* WHAT YOU ARE ASKED TO DO
Continue the mailing-list thread on open-source backup software past its last line. Write only the thread's next part, not anything about the items.

* DOCUMENT TEXT
------------------------------------
We are running backup softwares for incrementals/differentials and full backups with variouse softwares currently using dirvish scripts + amanda .. what is everyones views on other opensourced backup software? is there anything better or other options we have missed? We are looking at backula as an option? any thoughts?
Thanks - Nathan - http://www.linuxcare.ca
Nathan wrote:
We are running backup softwares for incrementals/differentials and full backups with variouse softwares currently using dirvish scripts + amanda .. what is everyones views on other opensourced backup software? is there anything better or other options we have missed? We are looking at backula as an option? any thoughts?
I wanted to recommend you to take a look at Bacula, than I saw it is already on your list. Bacula is very nice peace of software. It can do almost everything that very expensive products from Veritas and Legato do. The only thing it is missing is a nice GUI. You'll need to configure it using your favorite text editor. It can be a bit complex to configure, however it does come with good default configuration files that you can use to build on. However, you should read documentation and really understand how Bacula works before deploying. It is much more powerful and therefore also much more complex system than Amanda.
It is based on three separate components. The center piece is Director. This is basically backup server. Other two pieces are Storage Daemon that handles the storage (you can have as many as you like, it can run on same machine as Director, or on dedicated machine, or even on the client) and File Daemon (this is basically the client).
The storage format isn't standard (so you can't simply take the tapes and run tar or restore commands on them, like you could with Amanda). It also needs SQL database (MySQL, PostgreSQL and SQLite are supported at the moment). There's couple of utilities distributed with Bacula that allow you to read and extract data directly from tapes (in case you loose your backup server or SQL database), and/or recreate SQL database from content of the tapes.
Bacula also has some nice security features. You can use SSL to encrypt communication between all three components (Director, Storage Daemon and File Daemon), so you don't have to worry of somebody sniffing your /etc/shadow while your network backup runs.
It also supports encryption of the backup on the client machine. That means that the data is encrypted. So even if somebody steals your tapes, he can't do anything with them. He would need decryption key, which is normally stored on the client machine (this allows you to centrally backup several departments or clients that don't trust each other, or you). Also, think offsite tapes stored in "trusted" location somewhere far away.
There are some very interesting features planned for the future.
All in all, very interesting project. Something worth including into repository such as centosplus or Dag's.
On Sun, 22 Oct 2006 at 2:21pm, Aleksandar Milivojevic wrote
Nathan wrote:
We are running backup softwares for incrementals/differentials and full backups with variouse softwares currently using dirvish scripts + amanda .. what is everyones views on other opensourced backup software? is there anything better or other options we have missed? We are looking at backula as an option? any thoughts?
------------------------------------
* PROVIDED MATERIAL
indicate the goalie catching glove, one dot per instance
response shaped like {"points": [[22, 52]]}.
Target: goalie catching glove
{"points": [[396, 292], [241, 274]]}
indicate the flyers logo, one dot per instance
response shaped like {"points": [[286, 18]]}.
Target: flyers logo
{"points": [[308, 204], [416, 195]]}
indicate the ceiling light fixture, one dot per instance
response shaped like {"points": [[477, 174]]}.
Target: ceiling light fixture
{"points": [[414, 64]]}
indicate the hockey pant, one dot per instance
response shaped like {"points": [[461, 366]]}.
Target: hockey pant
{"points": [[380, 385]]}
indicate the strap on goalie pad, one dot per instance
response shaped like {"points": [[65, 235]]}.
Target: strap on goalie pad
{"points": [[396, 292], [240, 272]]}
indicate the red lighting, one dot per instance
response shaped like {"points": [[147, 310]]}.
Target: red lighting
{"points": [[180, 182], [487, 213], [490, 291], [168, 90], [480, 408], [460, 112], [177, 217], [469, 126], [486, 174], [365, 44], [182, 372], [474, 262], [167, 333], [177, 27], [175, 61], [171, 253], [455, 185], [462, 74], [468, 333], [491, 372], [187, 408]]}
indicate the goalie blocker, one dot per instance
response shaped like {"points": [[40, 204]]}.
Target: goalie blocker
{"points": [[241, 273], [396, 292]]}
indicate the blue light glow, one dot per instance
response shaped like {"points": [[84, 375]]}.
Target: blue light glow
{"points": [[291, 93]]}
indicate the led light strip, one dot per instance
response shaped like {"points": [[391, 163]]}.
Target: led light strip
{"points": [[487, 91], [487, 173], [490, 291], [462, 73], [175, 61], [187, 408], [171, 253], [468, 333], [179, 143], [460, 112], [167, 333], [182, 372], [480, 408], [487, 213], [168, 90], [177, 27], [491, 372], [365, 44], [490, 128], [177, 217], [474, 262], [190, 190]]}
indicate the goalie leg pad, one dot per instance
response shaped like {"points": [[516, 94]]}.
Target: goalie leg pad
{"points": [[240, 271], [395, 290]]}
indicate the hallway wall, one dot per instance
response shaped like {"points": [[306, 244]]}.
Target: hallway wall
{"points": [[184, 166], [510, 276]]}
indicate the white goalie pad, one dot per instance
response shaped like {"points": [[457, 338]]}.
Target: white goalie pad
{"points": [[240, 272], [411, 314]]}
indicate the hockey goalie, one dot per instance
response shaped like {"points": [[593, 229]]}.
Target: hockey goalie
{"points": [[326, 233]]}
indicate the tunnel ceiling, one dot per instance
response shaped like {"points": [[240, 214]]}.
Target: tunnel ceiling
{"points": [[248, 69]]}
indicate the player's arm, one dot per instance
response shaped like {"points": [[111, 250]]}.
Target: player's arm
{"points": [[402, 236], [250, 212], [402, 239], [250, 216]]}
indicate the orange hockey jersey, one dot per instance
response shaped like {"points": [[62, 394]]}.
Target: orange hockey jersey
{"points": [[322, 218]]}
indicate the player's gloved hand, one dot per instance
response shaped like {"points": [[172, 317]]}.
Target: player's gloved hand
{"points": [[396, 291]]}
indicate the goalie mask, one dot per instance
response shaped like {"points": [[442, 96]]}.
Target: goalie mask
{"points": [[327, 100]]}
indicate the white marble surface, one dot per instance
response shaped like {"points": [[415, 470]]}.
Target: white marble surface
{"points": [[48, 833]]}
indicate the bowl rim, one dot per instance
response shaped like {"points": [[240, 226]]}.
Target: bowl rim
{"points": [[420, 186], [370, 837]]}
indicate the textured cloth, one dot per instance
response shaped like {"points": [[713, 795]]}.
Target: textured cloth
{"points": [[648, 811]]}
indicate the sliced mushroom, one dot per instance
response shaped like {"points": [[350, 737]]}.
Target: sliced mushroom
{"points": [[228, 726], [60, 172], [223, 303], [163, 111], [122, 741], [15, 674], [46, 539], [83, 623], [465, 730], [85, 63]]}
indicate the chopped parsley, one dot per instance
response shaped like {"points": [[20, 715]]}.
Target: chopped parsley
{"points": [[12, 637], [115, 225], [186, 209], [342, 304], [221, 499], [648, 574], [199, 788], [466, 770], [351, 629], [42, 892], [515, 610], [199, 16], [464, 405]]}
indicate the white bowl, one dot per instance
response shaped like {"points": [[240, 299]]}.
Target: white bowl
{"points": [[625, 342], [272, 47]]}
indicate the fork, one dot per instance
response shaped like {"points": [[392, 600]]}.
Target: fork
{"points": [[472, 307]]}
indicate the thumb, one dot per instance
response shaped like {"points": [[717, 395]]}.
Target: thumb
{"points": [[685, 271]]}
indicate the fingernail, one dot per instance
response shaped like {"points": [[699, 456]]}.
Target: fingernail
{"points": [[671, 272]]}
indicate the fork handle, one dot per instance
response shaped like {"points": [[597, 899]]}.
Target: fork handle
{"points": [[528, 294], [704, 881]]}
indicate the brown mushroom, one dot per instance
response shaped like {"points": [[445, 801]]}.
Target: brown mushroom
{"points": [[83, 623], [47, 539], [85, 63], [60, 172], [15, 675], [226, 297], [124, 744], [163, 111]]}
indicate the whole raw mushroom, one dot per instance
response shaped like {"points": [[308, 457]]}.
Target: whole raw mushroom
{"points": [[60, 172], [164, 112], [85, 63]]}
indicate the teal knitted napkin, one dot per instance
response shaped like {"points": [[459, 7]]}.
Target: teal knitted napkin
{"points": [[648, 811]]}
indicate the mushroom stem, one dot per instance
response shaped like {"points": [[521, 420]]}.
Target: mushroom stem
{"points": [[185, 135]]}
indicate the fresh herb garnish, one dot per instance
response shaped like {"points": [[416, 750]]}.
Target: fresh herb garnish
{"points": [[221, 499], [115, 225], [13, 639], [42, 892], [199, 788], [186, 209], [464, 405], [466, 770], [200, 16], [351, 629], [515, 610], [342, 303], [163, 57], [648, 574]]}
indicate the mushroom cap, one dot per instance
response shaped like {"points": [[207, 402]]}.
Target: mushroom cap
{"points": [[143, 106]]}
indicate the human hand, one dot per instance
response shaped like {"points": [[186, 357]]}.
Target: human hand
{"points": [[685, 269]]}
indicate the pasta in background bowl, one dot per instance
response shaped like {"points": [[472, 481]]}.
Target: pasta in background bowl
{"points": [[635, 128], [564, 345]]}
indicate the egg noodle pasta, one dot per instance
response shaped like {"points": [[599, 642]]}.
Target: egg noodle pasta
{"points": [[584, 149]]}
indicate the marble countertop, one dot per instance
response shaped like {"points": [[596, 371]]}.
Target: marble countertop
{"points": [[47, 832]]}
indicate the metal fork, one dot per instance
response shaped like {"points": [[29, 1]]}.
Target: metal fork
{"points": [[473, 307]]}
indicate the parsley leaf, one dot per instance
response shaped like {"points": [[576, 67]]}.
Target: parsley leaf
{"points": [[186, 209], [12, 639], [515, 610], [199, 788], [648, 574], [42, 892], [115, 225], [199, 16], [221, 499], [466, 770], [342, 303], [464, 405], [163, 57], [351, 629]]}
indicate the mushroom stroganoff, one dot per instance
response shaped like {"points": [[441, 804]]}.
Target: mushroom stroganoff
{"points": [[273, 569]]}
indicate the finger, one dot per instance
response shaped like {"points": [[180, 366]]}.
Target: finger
------------------------------------
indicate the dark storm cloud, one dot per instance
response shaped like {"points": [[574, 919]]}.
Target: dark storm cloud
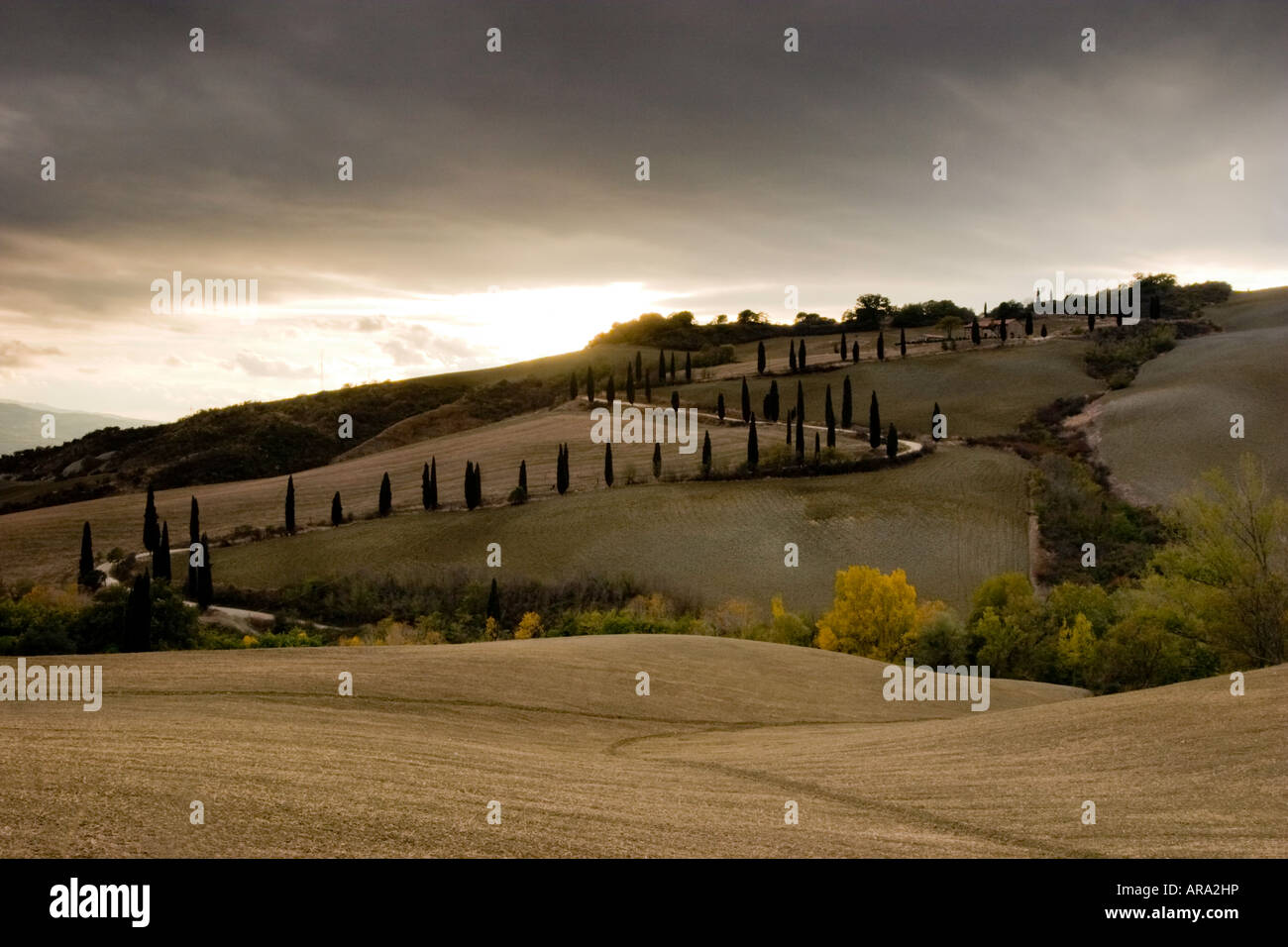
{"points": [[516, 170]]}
------------------------------------
* THE RESPONSE
I wanted to recommend you to take a look at Bacula, than I saw it is already on your list. Bacula is very nice peace of software. It can do almost everything that very expensive products from Veritas and Legato do. The only thing it is missing is a nice GUI. You'll need to configure it using your favorite text editor. It can be a bit complex to configure, however it does come with good default configuration files that you can use to build on. However, you should read documentation and really understand how Bacula works before deploying. It is much more powerful and therefore also much more complex system than Amanda.
I'd take a bit of an issue with your last statement, there. Amanda's best feature is its *very* powerful scheduling algorithm. Essentially, amanda tries to ensure that, within the parameters you set for time between full backups, each night's backup run backs up about the same amount of data. This is very handy when you are, as I am, backing up ~10TB of data to small (even LTO3 is small when you're talking that much data) tapes.
AFAICT, all scheduling with bacula is user driven. Thus you end up with the traditional *nix incrementals on weekdays, fulls on the weekend shuffle where your fulls can take a *long* time. And that doesn't work so well, e.g., when you're dealing with grad students who work on weekends.
If I'm wrong about bacula's lack of any sort of scheduler, I'd be happy to hear about it. But, for me, amanda is a rather powerful and complete solution -- moreso than bacula.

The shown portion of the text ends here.